• _Exercise_:
Every line below that holds the string "perched" should be copied out.

Recorded data: Begin

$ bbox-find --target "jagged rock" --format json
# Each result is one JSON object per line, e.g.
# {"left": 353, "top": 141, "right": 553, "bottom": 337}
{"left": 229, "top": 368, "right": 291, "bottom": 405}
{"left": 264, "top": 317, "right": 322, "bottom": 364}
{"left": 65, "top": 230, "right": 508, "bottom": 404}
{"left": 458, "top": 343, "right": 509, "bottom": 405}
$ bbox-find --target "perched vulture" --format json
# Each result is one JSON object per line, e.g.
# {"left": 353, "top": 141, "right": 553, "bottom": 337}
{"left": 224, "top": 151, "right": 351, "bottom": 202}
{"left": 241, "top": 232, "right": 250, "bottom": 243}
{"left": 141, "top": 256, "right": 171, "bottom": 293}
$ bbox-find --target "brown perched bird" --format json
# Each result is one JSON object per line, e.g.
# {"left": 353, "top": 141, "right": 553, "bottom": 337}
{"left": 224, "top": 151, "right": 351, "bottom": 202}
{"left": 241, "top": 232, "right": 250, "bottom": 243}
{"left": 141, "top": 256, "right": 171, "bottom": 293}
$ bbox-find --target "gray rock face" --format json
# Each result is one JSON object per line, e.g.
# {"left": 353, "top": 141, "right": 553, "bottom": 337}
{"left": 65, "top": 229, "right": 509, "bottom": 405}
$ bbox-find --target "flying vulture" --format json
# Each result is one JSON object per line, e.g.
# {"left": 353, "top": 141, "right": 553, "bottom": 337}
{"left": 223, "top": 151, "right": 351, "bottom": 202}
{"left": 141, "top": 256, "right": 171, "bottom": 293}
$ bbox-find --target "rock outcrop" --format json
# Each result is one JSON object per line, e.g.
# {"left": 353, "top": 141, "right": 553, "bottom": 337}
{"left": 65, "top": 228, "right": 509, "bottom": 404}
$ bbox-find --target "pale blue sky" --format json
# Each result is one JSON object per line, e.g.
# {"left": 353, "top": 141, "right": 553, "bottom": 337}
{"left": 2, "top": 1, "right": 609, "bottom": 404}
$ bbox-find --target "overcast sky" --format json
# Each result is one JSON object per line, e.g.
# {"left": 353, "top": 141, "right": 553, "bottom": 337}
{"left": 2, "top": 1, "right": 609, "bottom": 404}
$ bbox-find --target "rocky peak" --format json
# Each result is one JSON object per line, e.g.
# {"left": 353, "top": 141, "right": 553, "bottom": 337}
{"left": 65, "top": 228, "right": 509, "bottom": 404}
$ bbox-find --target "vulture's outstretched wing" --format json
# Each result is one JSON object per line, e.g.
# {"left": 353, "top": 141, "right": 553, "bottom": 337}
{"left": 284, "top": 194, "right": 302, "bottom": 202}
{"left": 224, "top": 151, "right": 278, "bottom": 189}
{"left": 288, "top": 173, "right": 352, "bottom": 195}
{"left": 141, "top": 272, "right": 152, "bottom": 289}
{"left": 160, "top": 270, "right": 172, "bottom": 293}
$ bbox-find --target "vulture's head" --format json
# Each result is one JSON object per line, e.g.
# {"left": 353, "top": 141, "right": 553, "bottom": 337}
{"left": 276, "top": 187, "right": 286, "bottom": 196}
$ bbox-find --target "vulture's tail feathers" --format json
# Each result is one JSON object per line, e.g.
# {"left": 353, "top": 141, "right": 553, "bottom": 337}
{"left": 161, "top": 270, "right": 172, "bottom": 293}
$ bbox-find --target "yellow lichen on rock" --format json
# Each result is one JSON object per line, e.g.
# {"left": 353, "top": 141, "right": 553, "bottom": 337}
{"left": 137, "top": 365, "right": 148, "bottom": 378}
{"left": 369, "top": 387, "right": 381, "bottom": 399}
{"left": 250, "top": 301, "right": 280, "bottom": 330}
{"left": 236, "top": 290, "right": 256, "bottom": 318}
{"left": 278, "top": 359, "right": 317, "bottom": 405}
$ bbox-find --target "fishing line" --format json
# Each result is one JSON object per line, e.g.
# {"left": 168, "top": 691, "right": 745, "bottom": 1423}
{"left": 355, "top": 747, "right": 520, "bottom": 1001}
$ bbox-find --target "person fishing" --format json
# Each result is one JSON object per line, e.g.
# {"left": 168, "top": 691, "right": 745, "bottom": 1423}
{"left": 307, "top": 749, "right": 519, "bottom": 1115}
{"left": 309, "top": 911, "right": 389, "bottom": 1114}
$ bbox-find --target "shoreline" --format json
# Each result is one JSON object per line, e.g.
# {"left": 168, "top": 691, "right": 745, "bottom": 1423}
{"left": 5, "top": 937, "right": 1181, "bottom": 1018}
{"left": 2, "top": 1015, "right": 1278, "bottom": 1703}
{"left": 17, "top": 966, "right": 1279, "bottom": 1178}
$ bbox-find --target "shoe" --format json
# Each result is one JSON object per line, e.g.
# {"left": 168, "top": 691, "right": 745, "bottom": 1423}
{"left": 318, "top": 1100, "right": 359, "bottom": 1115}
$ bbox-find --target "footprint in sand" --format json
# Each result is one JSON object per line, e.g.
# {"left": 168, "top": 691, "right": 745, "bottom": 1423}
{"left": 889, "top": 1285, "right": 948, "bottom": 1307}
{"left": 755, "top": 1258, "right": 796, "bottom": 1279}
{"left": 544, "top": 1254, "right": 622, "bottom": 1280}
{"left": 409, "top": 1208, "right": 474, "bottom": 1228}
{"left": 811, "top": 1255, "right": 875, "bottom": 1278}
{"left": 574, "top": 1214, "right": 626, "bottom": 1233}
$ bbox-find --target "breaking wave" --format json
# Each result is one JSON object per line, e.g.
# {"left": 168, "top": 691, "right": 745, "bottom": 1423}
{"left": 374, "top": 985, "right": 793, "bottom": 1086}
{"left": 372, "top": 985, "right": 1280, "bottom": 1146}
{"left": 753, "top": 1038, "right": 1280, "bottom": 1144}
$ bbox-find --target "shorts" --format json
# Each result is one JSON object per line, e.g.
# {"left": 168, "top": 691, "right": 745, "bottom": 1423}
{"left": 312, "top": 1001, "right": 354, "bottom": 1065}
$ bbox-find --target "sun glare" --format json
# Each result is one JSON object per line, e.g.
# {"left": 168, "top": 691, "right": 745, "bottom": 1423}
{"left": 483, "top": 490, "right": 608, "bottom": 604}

Recorded data: End

• _Exercise solution_:
$ bbox-find --target "perched vulture" --format json
$ bbox-find --target "brown perched bird" --format json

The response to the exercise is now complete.